### Texte fourni:
.....

Saint Édouard le Martyr († 978)
Roi de Wessex
Édouard le Martyr (vers 962 – 18 mars 978) est roi d'Angleterre de 975 à sa mort.
Il succède à son père Edgar, non sans heurt, car certains nobles choisissent de rallier son demi-frère cadet Æthelred.
Le soutien des archevêques Dunstan de Cantorbéry et Oswald d'York permet à Édouard d'être couronné.
Le
bref règne d'Édouard est marqué par une violente réaction
anti-monastique : la noblesse profite de la faiblesse du pouvoir royal
pour déposséder les monastères bénédictins du royaume des biens que leur
avait cédés le roi Edgar.
Parallèlement,
la querelle opposant les deux principaux nobles du royaume, les
ealdormen Ælfhere de Mercie et Æthelwine d'Est-Anglie, est près de
dégénérer en guerre civile ouverte.
Édouard
est assassiné à Corfe Castle après moins de trois ans de règne, dans
des circonstances incertaines, et Æthelred lui succède. Il est
rapidement considéré comme saint et martyr, et son culte prospère à
l'abbaye de Shaftesbury, où ses reliques sont transportées en 981.

.....

### Enregistrements fournis:
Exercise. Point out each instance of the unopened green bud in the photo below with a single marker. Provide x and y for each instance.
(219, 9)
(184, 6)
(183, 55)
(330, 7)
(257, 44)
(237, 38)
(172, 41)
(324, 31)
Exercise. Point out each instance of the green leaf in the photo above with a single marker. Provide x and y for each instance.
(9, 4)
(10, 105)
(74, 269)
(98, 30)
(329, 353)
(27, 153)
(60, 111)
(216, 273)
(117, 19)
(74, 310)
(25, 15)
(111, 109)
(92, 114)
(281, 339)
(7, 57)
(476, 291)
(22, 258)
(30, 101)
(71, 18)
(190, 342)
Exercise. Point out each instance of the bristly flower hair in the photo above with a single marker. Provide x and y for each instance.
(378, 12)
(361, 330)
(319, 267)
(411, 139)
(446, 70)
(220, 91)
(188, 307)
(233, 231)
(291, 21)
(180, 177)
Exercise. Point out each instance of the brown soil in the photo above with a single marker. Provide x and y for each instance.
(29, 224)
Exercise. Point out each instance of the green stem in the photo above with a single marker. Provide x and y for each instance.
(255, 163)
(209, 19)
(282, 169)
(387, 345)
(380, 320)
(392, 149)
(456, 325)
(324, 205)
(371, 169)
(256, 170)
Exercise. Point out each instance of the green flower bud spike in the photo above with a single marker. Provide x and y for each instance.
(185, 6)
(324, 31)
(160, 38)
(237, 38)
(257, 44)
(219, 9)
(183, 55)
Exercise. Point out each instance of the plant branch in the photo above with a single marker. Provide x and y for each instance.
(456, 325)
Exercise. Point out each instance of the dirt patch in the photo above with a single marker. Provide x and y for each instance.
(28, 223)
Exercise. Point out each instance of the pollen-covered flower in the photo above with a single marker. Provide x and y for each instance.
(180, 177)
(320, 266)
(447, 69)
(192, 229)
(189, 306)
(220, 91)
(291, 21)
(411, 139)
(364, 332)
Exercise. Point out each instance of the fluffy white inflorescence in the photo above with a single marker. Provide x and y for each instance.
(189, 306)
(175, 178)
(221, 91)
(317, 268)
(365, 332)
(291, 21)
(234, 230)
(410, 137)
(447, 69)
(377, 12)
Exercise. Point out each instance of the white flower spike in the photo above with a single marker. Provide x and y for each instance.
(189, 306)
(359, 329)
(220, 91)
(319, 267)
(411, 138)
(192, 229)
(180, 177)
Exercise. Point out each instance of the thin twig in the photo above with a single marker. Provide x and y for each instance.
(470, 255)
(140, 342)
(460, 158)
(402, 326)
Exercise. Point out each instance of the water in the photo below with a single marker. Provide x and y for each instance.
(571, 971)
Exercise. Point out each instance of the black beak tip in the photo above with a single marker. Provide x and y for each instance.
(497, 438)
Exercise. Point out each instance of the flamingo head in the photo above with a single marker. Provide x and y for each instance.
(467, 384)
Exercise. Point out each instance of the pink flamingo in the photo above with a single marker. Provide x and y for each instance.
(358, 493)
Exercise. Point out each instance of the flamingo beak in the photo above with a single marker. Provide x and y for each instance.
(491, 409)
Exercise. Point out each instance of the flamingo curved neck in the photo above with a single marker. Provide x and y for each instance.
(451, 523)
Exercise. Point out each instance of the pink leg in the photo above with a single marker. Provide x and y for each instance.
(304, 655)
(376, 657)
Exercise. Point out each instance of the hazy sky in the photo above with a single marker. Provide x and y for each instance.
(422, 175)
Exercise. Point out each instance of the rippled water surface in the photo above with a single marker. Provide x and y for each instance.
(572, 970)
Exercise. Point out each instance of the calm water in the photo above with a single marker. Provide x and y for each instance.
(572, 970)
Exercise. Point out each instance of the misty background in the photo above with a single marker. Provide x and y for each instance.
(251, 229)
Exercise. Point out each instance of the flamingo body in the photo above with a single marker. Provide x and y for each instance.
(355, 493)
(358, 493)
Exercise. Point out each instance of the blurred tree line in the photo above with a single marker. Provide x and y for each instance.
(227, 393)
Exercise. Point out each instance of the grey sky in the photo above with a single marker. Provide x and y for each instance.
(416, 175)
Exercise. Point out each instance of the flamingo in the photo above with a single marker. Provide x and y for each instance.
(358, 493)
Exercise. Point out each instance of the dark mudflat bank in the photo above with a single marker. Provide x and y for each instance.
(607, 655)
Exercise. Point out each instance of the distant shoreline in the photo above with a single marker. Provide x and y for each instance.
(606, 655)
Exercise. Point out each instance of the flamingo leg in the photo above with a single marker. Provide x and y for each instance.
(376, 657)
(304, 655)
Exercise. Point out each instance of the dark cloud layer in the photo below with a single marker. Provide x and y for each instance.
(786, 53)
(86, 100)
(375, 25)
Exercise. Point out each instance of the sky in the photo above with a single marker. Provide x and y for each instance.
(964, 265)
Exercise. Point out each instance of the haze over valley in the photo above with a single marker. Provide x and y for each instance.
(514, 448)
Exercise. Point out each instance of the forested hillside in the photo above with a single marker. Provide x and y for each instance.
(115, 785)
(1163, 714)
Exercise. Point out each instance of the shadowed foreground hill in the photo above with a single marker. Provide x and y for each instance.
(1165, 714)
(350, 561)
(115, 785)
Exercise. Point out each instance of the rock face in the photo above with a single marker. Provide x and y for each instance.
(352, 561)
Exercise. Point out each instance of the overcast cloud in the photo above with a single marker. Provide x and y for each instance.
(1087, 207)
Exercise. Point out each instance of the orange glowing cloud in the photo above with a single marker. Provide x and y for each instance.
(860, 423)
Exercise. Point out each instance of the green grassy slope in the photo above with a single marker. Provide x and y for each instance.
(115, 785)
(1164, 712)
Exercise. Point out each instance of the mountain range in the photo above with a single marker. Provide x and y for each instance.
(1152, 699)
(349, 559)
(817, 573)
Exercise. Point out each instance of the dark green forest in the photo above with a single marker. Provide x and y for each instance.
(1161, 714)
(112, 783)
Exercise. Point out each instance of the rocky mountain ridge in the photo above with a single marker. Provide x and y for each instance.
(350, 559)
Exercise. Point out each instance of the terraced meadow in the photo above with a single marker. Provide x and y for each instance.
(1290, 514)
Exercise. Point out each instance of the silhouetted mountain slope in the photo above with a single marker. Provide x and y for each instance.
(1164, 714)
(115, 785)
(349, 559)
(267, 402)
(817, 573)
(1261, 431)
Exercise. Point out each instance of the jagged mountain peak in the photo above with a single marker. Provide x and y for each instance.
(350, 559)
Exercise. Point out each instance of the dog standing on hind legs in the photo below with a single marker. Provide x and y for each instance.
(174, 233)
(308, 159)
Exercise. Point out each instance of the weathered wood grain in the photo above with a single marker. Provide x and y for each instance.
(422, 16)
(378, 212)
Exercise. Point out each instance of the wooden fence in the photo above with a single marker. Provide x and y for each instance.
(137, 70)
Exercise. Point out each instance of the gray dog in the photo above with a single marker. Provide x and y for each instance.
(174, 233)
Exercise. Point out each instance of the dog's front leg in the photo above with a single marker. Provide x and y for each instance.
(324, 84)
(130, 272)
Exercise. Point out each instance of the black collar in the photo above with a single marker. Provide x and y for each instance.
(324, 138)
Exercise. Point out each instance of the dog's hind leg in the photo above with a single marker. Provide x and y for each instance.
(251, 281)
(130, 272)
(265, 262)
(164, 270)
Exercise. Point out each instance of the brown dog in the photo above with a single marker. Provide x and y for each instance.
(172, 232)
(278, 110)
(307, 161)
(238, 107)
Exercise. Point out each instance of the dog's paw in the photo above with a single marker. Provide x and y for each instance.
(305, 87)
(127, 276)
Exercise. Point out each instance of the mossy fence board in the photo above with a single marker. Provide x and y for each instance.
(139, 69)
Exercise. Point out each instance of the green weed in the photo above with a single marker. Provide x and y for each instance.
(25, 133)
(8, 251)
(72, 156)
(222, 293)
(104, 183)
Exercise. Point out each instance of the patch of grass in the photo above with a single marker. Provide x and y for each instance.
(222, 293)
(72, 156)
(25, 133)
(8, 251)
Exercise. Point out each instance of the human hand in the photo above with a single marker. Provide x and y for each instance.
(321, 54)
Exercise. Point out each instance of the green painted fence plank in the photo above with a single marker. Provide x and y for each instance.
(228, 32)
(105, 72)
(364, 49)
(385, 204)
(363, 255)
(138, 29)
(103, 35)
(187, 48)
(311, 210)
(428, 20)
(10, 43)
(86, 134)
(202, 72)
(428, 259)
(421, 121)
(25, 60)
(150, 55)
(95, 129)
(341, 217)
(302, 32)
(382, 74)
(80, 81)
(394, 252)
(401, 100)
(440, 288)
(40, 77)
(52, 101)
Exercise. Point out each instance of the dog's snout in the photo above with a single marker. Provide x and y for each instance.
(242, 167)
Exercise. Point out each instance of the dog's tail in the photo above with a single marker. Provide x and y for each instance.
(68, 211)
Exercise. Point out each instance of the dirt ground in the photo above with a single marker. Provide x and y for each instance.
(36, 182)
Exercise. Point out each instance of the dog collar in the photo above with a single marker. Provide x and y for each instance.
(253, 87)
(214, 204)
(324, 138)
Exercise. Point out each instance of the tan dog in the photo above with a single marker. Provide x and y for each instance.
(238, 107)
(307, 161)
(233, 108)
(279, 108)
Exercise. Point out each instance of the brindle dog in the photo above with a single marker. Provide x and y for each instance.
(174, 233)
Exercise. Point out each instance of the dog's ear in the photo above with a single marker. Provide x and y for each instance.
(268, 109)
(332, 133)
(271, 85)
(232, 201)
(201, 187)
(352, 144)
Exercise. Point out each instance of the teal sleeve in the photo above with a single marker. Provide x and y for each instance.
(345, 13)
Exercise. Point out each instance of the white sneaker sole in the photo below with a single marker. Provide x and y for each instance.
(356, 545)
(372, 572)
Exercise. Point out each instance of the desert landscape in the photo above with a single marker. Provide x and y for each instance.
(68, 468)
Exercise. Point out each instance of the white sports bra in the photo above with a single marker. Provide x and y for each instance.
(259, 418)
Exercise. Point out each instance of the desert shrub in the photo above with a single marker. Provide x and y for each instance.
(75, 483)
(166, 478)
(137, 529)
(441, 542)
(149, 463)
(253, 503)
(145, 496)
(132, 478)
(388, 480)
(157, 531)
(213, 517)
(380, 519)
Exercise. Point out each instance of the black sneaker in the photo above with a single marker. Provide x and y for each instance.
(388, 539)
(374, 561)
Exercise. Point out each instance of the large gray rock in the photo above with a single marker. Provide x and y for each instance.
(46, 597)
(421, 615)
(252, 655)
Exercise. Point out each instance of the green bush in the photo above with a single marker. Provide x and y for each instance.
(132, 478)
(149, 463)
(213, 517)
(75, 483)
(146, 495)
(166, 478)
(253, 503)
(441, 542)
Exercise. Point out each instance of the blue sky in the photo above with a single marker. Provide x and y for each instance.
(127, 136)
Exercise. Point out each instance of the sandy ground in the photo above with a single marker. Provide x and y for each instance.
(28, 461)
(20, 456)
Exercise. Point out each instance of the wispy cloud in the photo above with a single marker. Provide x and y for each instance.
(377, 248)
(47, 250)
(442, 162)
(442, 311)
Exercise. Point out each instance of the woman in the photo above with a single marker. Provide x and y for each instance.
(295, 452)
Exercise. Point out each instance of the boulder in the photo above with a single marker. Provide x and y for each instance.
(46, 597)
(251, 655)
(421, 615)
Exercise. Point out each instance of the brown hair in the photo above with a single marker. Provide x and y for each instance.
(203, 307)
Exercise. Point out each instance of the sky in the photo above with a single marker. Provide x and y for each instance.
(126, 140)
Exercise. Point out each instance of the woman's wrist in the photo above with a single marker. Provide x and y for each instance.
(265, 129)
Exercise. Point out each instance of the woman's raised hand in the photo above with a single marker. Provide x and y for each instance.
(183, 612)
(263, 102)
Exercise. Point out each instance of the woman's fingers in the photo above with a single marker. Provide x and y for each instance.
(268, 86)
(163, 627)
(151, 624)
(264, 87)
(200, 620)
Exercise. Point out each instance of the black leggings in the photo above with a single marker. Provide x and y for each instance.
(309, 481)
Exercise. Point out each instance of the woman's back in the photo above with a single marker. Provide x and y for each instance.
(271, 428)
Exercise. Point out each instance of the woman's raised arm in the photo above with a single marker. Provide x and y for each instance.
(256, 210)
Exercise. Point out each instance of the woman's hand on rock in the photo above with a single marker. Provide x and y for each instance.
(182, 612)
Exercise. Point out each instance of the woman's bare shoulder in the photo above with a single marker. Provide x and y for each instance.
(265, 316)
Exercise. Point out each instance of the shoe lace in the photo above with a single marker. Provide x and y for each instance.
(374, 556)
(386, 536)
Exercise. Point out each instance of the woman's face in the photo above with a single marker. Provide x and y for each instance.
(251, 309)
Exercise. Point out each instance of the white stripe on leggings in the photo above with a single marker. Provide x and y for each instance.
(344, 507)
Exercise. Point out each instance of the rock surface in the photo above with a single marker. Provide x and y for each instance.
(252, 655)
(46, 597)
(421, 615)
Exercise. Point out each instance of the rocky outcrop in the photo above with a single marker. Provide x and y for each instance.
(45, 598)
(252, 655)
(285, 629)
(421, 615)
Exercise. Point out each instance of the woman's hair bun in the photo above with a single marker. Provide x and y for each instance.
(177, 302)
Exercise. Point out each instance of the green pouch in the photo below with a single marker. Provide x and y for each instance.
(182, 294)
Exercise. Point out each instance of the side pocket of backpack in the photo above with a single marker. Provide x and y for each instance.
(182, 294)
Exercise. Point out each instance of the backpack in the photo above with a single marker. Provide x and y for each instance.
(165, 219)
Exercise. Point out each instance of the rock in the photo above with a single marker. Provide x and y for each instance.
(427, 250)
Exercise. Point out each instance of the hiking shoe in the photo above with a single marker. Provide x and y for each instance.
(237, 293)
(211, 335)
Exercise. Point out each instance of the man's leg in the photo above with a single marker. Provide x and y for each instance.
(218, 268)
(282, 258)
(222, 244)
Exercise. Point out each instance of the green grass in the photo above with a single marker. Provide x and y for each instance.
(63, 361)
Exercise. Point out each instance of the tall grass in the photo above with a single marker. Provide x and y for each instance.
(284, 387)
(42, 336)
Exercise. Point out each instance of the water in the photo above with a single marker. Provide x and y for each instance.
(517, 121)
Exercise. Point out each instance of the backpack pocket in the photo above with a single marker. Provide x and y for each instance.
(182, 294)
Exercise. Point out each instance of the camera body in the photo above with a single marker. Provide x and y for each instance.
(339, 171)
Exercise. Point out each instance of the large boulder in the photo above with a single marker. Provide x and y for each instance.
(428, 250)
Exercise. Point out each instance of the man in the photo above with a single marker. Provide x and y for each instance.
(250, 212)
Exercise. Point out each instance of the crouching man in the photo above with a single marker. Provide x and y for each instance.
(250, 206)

.....

### Travail demandé:
1) Trouvez toutes les lignes des enregistrements qui contiennent le mot « sneaker » et recopiez-les, en tenant compte de la casse.
2) Rédigez la suite du texte sur Édouard le Martyr, à partir de l'endroit où il s'arrête.

### Résultats:
1)
Exercise. Point out each instance of the white sneaker sole in the photo below with a single marker. Provide x and y for each instance.
Exercise. Point out each instance of the black sneaker in the photo above with a single marker. Provide x and y for each instance.

2)
Plusieurs
hagiographies lui sont consacrées, dans lesquelles il apparaît
fréquemment comme une victime des machinations de sa belle-mère
Ælfthryth, la mère d'Æthelred.
L'Église orthodoxe, l'Église catholique et l'Église d'Angleterre le fêtent le 18 mars.
Jeunesse
Penny du règne d'Édouard frappé à Stamford.P
Édouard est l'aîné des trois enfants du roi Edgar.
Sa date de naissance est inconnue, mais il devait être adolescent à la mort de son père, en 975.
L'identité
de sa mère est également incertaine : les sources contemporaines ne
permettent que d'affirmer qu'il n'était pas le fils de la reine
Ælfthryth, troisième femme d'Edgar.
Les sources ultérieures, moins fiables, ne s'accordent pas sur ce
point. Selon l'hagiographie de Dunstan de Cantorbéry rédigée par le
moine Osbern dans les années 1080, Édouard est le fruit de l'union du
roi Edgar avec une nonne de l'abbaye de Wilton.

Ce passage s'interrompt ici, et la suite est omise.